* _Description of the task_:
Can you give back the stretch of records from the line containing "point: name badge" through the end of the records, swapping "dental handpiece" for "dental drill" and leaving everything else as it stands?

* _Material_:
#####

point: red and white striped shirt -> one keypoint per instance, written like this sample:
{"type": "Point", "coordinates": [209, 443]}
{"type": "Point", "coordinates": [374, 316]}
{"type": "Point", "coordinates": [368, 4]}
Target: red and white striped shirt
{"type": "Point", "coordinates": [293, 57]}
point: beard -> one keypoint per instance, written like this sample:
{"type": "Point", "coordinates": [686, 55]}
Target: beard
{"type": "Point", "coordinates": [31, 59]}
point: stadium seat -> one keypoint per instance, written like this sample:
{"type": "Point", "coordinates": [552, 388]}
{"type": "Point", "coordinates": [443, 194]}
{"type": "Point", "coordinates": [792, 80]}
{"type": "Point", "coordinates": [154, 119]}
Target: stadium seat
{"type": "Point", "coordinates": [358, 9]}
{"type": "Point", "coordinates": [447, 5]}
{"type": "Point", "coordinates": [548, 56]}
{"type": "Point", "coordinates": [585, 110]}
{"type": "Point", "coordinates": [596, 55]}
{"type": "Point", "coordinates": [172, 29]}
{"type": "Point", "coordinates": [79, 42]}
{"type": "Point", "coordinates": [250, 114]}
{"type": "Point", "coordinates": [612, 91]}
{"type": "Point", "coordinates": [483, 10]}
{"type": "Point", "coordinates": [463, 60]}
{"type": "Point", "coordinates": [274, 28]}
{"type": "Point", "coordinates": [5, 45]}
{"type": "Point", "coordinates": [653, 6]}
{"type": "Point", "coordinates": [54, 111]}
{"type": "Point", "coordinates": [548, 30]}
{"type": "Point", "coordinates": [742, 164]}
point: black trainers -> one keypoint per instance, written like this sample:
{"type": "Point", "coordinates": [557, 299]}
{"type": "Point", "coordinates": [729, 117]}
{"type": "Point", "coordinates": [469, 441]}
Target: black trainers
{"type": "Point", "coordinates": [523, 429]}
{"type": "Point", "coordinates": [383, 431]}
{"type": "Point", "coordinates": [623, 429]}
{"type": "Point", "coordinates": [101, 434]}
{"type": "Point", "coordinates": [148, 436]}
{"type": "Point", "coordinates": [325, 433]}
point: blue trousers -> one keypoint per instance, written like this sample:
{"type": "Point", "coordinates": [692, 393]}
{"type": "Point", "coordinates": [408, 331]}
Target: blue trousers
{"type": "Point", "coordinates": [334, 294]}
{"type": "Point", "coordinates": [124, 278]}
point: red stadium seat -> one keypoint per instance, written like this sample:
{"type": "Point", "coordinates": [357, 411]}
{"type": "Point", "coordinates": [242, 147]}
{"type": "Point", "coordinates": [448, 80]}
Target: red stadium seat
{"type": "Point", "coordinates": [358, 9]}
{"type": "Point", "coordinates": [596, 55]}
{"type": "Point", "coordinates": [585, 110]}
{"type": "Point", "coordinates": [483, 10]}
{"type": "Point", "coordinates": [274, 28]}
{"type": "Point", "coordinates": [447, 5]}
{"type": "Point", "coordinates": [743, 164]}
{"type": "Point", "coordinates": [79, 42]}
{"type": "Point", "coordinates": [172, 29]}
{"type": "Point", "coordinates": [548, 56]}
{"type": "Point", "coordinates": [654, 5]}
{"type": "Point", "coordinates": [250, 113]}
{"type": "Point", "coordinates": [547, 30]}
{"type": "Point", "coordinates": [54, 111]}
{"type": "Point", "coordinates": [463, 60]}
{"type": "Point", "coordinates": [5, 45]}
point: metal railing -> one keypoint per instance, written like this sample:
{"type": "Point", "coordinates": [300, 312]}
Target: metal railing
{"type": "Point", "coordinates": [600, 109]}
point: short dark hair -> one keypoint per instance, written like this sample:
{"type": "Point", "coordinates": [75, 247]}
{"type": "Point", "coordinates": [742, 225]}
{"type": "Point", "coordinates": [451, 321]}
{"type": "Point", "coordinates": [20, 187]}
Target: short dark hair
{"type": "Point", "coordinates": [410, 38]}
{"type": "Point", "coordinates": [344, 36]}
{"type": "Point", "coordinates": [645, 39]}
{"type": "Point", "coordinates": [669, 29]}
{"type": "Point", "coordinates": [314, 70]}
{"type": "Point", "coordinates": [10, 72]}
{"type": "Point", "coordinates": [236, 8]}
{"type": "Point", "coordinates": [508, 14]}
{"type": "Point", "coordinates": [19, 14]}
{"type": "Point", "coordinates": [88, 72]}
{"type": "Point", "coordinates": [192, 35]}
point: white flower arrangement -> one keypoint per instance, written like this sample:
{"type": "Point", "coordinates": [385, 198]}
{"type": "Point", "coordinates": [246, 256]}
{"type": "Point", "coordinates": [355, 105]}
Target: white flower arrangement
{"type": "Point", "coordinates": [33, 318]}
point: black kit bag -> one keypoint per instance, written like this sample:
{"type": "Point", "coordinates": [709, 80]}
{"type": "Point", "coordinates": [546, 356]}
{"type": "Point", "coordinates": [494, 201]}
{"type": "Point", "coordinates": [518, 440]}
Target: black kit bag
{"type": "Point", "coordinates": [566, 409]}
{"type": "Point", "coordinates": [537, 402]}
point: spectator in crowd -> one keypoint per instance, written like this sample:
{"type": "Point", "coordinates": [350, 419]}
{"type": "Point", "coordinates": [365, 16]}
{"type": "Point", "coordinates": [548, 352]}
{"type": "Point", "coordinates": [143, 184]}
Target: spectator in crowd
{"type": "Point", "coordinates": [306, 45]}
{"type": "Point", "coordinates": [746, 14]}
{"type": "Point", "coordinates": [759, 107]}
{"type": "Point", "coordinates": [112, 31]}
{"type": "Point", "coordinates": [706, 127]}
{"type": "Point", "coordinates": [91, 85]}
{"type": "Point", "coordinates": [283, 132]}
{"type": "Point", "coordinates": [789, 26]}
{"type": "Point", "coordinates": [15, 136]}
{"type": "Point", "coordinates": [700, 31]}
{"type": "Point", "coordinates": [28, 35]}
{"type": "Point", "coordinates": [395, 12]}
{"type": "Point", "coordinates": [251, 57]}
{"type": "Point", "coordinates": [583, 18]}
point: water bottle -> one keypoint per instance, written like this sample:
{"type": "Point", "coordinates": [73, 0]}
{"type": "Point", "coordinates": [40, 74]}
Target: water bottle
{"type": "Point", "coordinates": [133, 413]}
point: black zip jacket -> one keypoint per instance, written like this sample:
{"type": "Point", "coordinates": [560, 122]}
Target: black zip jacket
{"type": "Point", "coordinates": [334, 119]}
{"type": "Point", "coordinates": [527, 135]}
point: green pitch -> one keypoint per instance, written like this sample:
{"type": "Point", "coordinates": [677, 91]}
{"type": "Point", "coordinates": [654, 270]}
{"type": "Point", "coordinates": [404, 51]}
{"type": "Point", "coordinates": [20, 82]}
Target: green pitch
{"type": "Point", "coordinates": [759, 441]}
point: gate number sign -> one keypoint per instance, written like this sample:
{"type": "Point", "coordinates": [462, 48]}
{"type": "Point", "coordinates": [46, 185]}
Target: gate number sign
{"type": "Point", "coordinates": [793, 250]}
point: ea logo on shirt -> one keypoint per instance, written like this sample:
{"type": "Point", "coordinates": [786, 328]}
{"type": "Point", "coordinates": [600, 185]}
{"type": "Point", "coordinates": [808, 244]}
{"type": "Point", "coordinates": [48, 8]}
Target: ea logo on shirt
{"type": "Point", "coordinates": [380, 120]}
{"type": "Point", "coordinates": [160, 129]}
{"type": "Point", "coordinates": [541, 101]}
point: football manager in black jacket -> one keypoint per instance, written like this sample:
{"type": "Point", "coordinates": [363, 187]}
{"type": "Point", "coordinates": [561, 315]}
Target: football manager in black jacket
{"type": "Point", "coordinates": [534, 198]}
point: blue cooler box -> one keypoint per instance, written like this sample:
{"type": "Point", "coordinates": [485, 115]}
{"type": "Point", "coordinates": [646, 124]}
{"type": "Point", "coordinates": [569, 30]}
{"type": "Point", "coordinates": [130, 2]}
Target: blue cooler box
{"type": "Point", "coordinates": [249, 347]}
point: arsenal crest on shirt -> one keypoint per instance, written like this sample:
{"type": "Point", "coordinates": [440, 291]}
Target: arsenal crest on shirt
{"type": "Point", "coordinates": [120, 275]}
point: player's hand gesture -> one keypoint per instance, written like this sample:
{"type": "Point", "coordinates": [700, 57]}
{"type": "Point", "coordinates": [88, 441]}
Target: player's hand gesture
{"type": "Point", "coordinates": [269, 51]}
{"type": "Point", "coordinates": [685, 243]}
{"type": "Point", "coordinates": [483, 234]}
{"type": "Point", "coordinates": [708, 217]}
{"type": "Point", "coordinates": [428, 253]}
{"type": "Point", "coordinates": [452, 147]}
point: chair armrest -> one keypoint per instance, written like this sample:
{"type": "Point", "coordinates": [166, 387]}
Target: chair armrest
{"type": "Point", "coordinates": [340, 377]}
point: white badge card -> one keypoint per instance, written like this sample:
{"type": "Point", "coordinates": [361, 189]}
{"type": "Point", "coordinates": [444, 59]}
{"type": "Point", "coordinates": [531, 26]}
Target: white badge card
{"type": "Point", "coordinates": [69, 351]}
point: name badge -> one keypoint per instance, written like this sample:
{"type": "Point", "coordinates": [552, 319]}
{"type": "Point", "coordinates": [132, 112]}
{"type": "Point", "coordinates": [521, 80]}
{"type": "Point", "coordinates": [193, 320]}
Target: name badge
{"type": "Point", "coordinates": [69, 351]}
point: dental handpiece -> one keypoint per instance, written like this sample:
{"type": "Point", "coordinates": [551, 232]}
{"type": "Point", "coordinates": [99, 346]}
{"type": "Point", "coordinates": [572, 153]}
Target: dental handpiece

#####

* _Result_:
point: name badge -> one keypoint per instance, written like this sample:
{"type": "Point", "coordinates": [552, 319]}
{"type": "Point", "coordinates": [132, 112]}
{"type": "Point", "coordinates": [521, 80]}
{"type": "Point", "coordinates": [193, 320]}
Target: name badge
{"type": "Point", "coordinates": [69, 351]}
point: dental drill -> one keypoint per instance, written like this sample:
{"type": "Point", "coordinates": [551, 232]}
{"type": "Point", "coordinates": [99, 346]}
{"type": "Point", "coordinates": [572, 153]}
Target: dental drill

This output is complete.